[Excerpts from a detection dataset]
========

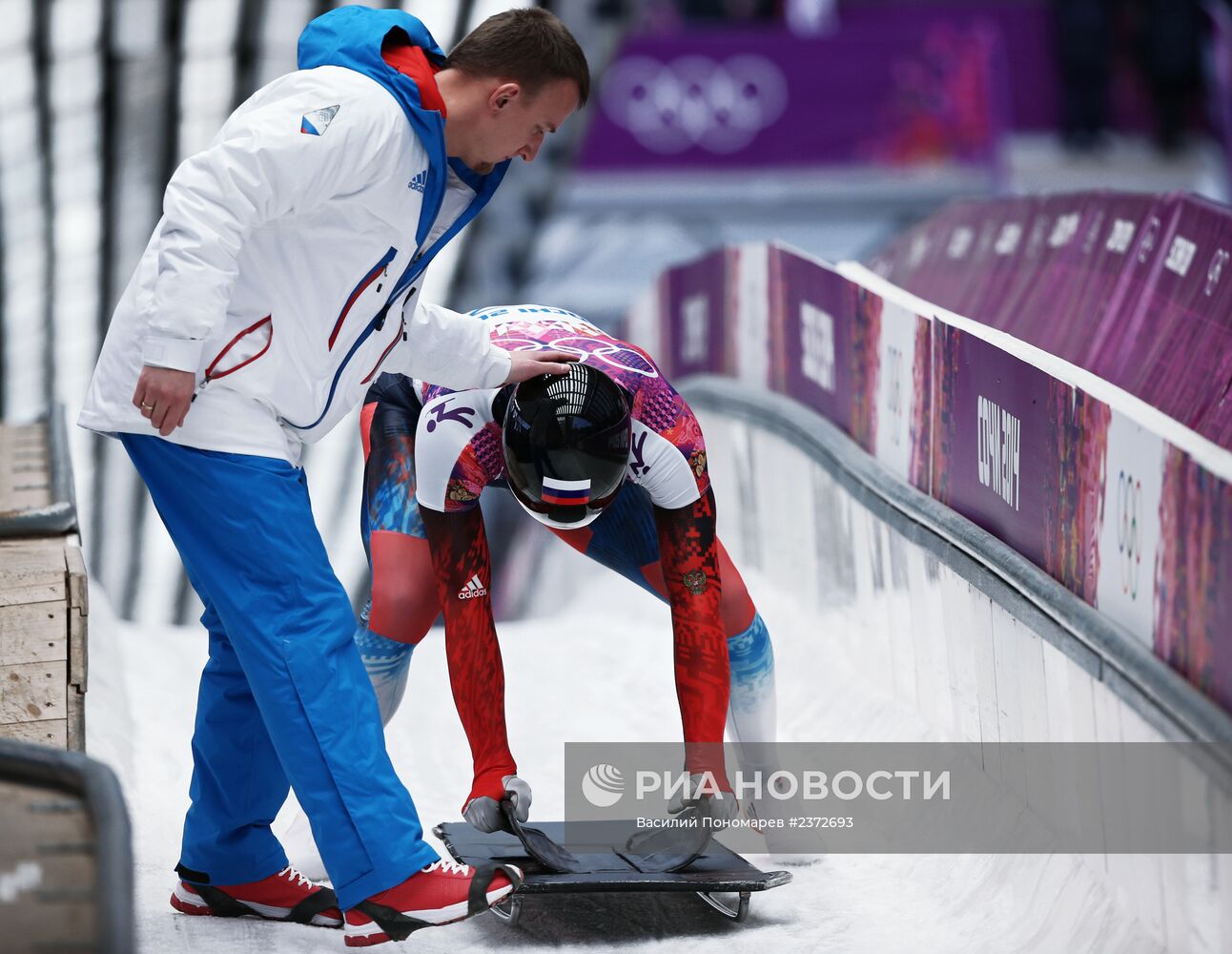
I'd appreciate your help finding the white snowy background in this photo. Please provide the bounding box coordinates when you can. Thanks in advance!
[88,541,1160,954]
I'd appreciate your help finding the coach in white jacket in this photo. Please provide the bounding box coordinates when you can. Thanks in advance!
[80,6,589,944]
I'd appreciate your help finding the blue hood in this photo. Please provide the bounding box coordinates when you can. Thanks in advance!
[298,6,509,250]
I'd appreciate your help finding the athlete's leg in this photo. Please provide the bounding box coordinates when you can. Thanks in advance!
[355,388,440,723]
[553,485,777,767]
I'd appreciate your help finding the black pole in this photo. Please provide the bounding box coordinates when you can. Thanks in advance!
[119,0,185,619]
[31,0,55,408]
[444,0,474,54]
[232,0,266,110]
[86,0,119,567]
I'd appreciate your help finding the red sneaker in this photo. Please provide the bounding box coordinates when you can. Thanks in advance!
[346,861,523,948]
[172,865,342,927]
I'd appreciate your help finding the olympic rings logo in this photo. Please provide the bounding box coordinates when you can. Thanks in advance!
[603,54,788,156]
[1117,471,1142,599]
[492,335,659,377]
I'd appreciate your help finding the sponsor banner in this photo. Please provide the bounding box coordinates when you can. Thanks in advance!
[1044,193,1155,367]
[1093,412,1168,647]
[1113,196,1232,434]
[661,249,729,377]
[861,292,928,490]
[1155,447,1232,709]
[726,241,770,387]
[933,321,1071,567]
[561,742,1232,870]
[770,248,868,438]
[876,191,1232,446]
[581,18,1008,172]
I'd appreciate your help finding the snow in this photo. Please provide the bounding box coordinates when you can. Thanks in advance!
[86,534,1161,954]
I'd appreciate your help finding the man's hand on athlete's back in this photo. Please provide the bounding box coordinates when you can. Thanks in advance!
[505,351,578,384]
[133,351,578,438]
[133,364,197,438]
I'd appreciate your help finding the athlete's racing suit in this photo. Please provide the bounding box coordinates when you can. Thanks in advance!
[356,305,775,802]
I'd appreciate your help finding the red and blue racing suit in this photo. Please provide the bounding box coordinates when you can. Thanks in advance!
[356,305,775,800]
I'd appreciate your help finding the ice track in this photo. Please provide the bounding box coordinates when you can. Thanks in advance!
[88,534,1160,954]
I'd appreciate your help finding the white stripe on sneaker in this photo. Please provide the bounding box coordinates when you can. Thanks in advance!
[175,881,210,907]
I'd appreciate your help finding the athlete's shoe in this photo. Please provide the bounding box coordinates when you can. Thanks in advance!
[172,865,342,927]
[346,861,523,948]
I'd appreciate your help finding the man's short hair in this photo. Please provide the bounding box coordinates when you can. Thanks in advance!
[444,8,590,106]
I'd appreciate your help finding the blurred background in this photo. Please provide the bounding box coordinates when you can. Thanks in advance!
[0,0,1232,622]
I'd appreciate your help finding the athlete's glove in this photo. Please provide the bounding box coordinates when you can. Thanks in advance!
[667,772,740,820]
[462,776,531,832]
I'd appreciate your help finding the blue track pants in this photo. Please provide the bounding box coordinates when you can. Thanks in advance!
[121,434,438,908]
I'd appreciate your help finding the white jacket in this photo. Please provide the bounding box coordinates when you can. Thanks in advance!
[79,67,510,464]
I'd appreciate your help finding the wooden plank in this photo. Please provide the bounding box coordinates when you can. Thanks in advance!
[0,537,68,607]
[0,718,69,748]
[64,685,85,752]
[0,603,69,666]
[0,662,68,723]
[64,535,90,693]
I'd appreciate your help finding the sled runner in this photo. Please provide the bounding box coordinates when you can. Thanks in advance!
[434,822,791,924]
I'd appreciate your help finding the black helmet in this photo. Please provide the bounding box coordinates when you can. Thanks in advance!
[502,362,632,530]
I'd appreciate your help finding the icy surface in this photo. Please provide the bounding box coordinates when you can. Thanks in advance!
[88,545,1160,954]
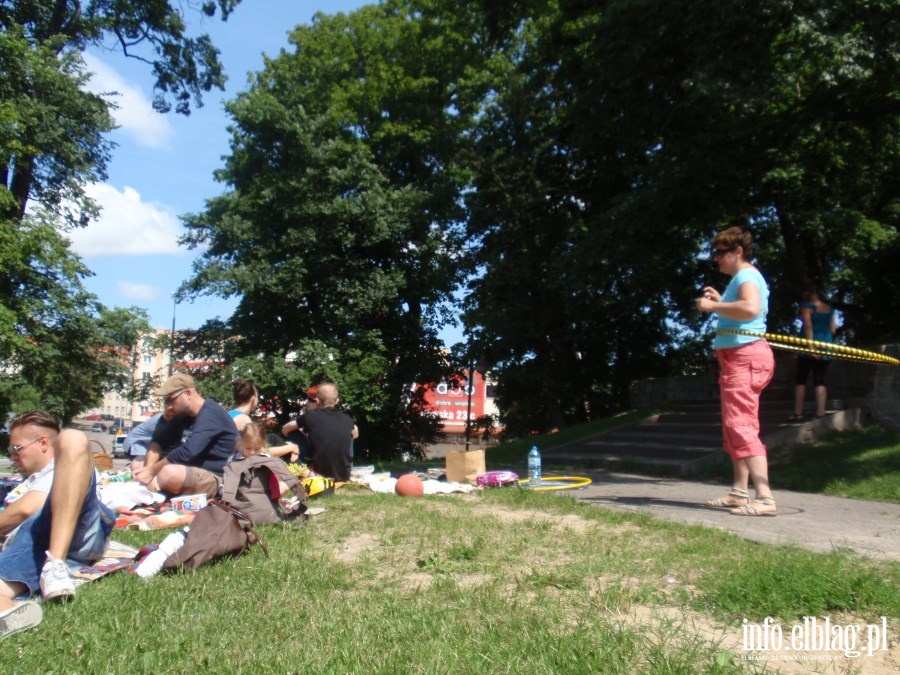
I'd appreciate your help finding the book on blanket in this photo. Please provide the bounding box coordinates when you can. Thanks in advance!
[67,541,138,586]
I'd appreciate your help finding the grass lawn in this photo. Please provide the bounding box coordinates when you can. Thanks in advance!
[0,487,900,675]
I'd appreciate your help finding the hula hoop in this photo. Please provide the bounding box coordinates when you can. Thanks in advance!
[517,476,591,492]
[716,328,900,366]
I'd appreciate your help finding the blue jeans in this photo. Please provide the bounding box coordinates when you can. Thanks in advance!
[0,473,116,595]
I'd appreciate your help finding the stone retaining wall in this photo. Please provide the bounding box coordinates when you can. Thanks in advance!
[629,345,900,429]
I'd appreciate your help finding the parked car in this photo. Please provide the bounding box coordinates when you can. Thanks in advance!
[112,436,128,457]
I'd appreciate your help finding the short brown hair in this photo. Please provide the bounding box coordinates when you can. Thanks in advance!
[713,226,753,260]
[231,380,258,405]
[240,422,266,454]
[8,410,60,433]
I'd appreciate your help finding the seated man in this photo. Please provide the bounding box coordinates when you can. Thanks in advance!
[134,373,237,498]
[0,413,115,638]
[0,411,59,539]
[125,406,172,471]
[282,384,359,481]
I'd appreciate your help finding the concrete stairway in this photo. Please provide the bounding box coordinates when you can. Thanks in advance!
[541,397,860,476]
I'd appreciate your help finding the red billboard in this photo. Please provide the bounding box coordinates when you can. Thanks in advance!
[422,372,486,432]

========

* _Stated exercise_: Swap each "this photo" in the entries above for "this image", keeping every other word and line as it is. Reproduce the entries without the pictures.

* _Full output_:
I'd appreciate your help finding the white snowy background in this image. Please provide the bounding box coordinates when you can. Thanks in advance!
[88,541,1160,954]
I'd appreciate your help finding the coach in white jacket in this image. Please provide the bounding box coordinates when you can. Thanks in advance!
[80,6,589,944]
I'd appreciate your help finding the blue hood in this image. Please provide the bounding box coordinates when you can. Thanks in advance!
[298,6,509,250]
I'd appreciate your help finding the athlete's leg in this image. Please provide the bounding box coordinates when you can. Thanks in advance!
[355,388,440,723]
[553,485,777,767]
I'd appreciate your help finding the black pole in this image. Please provide the bounding box coordinates when you can. Thanks in advance!
[119,0,185,619]
[31,0,55,408]
[444,0,474,54]
[232,0,266,110]
[86,0,119,567]
I'd appreciate your help finding the red sneaker in this image. Please provide the bounding box coordinates when you can. Thanks in advance!
[346,861,523,948]
[172,865,342,927]
I'd appreciate your help finding the olympic rings logo in this image. Please provide the bounding box coordinates when you can. Thanks in advance!
[603,54,788,156]
[1117,471,1142,599]
[492,335,659,377]
I'd appreciate your help finding the sponsor banner in this image. Please provide the bounding box coordinates when you can. Thanks in advance!
[1044,193,1155,367]
[1093,412,1168,647]
[1113,196,1232,434]
[661,249,729,377]
[861,292,928,490]
[1155,447,1232,709]
[726,241,770,387]
[933,321,1071,567]
[561,742,1232,870]
[770,248,868,438]
[876,191,1232,446]
[581,18,1008,172]
I'd appreciate your help finding the snow in this image. Please provide the bounding box coordinates when you can. Thanks in advance!
[86,534,1161,954]
I'd appreciate your help finding the man's hand on athlete's back in this image. Please provide the bounding box coordinates when you can. Thanks in advance!
[505,351,578,384]
[133,351,578,438]
[133,364,197,438]
I'd appreciate your help finding the athlete's racing suit in this image. Please provide the bounding box coordinates when you can. Thanks in advance!
[356,305,775,802]
I'd appreciate your help finding the red and blue racing suit in this image. Please provide the bounding box coordinates when you can. Thanks in advance!
[356,305,775,800]
I'd appreciate your help finding the ice track in this image. Please provide the bounding box coordinates when you can. Thanks in advance!
[88,534,1160,954]
I'd appreciate your help finding the white stripe on sneaker in this image. Please provide the bounding box coordinates when you can. Thanks in advance!
[175,881,210,907]
I'd appreciate your help finding the athlete's shoe in this image. Please provide the bounding box coordinates when you can. Thanks in advance!
[172,865,342,927]
[346,861,523,948]
I'd appreciate your help finding the man's short hair in this image. Please provide the bounding box coordinates when you can. Thanks in advance!
[444,8,590,106]
I'd appreciate your help finding the blurred background in this image. Please provide the bounding box coordinates when you can. Thanks in advance!
[0,0,1232,622]
I'd appreciate your help finding the athlete's glove in this image. Please provide the bounding box coordinates when you can. Thanks in advance!
[667,772,740,820]
[462,776,531,832]
I'd appreciate your help finding the blue track pants in this image. Please provide the bounding box coordinates when you can. Thanks in advance!
[121,434,438,908]
I'd appreciate your help finding the white jacket in this image. Please provide the bounding box coordinates when you can. Thanks in advance!
[79,67,510,464]
I'd appreciate your help finding the wooden plank in this image. Please provide the bounding box coordinates when you can. Thanks in advance!
[0,537,68,607]
[0,718,69,748]
[64,685,85,752]
[0,603,69,666]
[0,662,68,723]
[64,535,90,693]
I'd appreciate your help finding the sled runner in this image. Please provide the bounding box coordinates when you can. Thanks in advance!
[434,822,791,924]
I'd appreciate your help finding the black helmet in this image. Please provide the bounding box coordinates when you can. Thanks in advance!
[502,362,632,530]
I'd appreciate your help finding the icy surface in this image. Please provide the bounding box coordinates when you can. Thanks in advance!
[88,545,1160,954]
I'd appreciate your help finding the book on blanket in this image. Please provide the bounding box coordinates when you can. Thanks in advance!
[67,541,138,586]
I'd appreciate your help finding the grass lawn in this image. Please provide the bounding box coordinates when you can. Thanks in advance!
[0,487,900,675]
I'd appreciate your help finding the hula hoop in this image. Please provide the bounding box coordinates when you can. Thanks in advance!
[517,476,591,492]
[716,328,900,366]
I'd appreciate your help finding the blue jeans in this image. Please provide the bounding box coordinates when you can. Thanks in advance!
[0,473,116,595]
I'd appreciate your help finding the stone retaining wall in this image. Please provide the bounding box coordinates when you can. Thanks in advance!
[629,345,900,429]
I'd appreciate your help finding the parked car in this image. Please provide the bounding box coordinates when you can. Thanks in advance!
[112,436,128,457]
I'd appreciate your help finding the short brown hair in this image. Please provide the bounding box coordinates when you can. Thanks in advance!
[713,226,753,260]
[231,380,258,405]
[240,422,266,454]
[8,410,60,433]
I'd appreciate your help finding the seated man in this image. Please provide the bounding box coordinates when you can. Thanks in advance!
[134,373,237,498]
[0,413,115,638]
[0,411,59,539]
[125,406,172,471]
[282,384,359,481]
I'd appreciate your help finding the concrete stairway in this image. Please provide the bounding box coordinates when you can. Thanks in advance!
[541,397,860,476]
I'd appreciate your help finding the red billboard in this image. Please provide the bounding box coordinates when you can. Thanks in advance!
[422,372,486,432]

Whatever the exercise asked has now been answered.